WORK ITEM: Beginning with the line that contains "Mark a dot on each instance of the green chalkboard", output each line below exactly through the last one, both included, and nothing else.

DATA FOR THIS EXERCISE:
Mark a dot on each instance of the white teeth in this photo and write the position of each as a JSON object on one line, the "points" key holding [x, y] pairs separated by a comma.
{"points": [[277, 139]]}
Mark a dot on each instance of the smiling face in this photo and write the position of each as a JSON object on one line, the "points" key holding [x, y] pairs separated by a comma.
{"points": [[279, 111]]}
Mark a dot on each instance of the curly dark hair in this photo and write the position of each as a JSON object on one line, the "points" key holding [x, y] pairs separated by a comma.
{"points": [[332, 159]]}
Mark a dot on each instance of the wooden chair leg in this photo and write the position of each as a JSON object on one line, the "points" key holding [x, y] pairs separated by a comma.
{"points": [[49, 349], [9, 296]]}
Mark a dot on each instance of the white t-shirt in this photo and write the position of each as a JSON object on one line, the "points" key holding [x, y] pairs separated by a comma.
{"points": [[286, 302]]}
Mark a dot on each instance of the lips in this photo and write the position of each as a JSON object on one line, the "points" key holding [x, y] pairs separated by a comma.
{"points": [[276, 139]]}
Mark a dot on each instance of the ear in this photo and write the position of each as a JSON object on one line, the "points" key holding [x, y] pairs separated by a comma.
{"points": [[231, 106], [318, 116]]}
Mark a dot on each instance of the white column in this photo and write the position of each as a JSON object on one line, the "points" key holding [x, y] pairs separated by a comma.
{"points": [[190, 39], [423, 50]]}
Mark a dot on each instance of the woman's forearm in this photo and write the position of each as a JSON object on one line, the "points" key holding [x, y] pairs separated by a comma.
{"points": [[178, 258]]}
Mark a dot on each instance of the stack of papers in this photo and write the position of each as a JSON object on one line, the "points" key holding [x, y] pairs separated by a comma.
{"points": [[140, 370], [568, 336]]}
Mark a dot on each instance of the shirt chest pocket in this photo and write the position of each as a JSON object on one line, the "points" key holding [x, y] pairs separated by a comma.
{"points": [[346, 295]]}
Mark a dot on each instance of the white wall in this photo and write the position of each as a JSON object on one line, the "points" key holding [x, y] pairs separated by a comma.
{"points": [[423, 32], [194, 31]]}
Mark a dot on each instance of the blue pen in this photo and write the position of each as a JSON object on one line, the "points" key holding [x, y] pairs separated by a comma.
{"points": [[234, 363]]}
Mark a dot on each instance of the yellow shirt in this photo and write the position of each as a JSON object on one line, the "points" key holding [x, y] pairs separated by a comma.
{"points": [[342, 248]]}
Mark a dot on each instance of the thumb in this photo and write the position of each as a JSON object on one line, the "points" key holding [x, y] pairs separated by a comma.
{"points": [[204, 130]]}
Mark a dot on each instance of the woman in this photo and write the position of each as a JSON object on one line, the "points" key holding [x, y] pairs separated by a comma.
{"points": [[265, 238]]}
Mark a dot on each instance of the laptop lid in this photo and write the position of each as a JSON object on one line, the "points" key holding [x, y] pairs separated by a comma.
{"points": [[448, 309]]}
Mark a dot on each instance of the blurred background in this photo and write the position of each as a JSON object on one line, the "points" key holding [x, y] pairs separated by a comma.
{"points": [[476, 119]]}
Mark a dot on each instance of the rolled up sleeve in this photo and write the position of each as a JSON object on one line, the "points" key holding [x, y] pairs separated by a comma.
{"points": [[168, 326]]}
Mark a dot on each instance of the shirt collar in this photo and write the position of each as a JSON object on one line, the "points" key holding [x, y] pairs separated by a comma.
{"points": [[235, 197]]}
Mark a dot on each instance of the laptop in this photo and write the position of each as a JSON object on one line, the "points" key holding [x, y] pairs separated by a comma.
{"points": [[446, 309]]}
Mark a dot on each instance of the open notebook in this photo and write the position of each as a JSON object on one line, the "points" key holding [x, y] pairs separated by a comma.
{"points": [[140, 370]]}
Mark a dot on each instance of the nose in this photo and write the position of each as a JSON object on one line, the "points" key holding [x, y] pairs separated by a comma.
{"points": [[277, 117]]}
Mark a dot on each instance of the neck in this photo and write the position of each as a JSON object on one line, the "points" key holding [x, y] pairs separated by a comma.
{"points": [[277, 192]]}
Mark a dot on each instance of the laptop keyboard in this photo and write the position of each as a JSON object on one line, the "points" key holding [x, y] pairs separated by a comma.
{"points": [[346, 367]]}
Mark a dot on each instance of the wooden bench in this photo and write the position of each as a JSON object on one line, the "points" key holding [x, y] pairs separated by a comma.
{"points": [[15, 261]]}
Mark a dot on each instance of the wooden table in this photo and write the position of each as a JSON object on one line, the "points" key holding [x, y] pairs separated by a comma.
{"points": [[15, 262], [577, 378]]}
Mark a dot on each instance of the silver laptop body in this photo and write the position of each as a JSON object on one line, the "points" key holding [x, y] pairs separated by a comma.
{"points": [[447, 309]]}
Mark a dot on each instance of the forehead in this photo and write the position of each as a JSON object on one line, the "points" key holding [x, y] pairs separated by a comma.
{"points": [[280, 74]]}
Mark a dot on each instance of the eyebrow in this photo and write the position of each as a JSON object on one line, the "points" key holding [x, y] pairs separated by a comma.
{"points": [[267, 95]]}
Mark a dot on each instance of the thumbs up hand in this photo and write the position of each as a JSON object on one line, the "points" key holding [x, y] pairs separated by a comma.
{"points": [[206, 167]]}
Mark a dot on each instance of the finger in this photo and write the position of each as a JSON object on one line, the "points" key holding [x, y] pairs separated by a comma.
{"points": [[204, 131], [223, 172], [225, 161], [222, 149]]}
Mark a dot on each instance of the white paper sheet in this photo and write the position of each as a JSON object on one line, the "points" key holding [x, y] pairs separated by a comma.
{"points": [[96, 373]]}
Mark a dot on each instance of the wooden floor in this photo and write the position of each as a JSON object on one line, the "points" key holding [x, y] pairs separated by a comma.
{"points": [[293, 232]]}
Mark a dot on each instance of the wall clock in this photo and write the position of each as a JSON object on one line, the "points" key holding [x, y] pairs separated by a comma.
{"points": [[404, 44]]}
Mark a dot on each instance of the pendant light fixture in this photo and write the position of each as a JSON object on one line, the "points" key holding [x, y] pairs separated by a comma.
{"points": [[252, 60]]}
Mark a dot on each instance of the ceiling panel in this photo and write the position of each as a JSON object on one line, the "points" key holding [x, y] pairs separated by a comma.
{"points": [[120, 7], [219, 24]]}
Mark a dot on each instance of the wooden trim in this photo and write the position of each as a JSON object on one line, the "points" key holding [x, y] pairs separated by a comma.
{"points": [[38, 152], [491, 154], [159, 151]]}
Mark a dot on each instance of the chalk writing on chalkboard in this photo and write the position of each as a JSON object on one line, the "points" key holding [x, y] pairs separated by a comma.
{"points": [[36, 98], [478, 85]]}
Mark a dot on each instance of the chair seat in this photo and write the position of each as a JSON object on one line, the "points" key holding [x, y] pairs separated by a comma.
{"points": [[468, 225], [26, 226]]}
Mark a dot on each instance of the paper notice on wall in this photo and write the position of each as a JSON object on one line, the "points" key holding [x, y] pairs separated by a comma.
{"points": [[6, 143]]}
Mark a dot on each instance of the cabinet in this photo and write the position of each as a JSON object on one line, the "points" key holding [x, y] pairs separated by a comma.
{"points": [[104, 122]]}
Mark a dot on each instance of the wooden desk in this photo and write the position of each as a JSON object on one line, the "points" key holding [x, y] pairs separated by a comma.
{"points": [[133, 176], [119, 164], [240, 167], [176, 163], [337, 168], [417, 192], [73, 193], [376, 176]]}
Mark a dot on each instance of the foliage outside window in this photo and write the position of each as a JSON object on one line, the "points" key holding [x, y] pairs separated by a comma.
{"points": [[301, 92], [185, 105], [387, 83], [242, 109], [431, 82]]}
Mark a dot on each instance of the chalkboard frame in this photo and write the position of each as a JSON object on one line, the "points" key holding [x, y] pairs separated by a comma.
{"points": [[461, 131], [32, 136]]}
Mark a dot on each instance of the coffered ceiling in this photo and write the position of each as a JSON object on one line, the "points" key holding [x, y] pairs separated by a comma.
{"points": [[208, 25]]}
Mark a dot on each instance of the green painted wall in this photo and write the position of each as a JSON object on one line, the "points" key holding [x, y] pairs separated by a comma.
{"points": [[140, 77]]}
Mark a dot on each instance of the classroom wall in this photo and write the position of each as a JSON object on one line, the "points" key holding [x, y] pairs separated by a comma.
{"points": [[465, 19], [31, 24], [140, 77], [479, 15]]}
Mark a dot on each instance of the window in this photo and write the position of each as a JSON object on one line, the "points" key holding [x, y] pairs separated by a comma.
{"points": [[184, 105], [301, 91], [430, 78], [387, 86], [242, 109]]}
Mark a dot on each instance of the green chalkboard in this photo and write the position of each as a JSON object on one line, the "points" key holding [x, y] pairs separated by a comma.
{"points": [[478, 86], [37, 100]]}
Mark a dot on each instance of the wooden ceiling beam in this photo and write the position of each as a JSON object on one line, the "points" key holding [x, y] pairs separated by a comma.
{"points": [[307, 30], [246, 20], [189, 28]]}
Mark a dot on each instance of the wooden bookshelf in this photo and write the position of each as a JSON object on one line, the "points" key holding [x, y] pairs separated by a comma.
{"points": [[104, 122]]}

EXERCISE SOLUTION:
Mark a dot on each instance of the green chalkboard in this photo and write the position of each as a JSON object on one line, the "points" key holding [x, y] pairs separated by a comma.
{"points": [[478, 86], [37, 100]]}
Mark a dot on each instance of the wooden ceiling beam in this photo and write the position of each as a JSON object on one line, the "points" key holding [x, y] pairs separated by a comma.
{"points": [[307, 30], [246, 20], [189, 28]]}
Mark a dot on each instance of the wooden bookshelf in this photo and write the position of each as a JSON object on one line, the "points" key holding [x, y] pairs separated by a comma.
{"points": [[104, 122]]}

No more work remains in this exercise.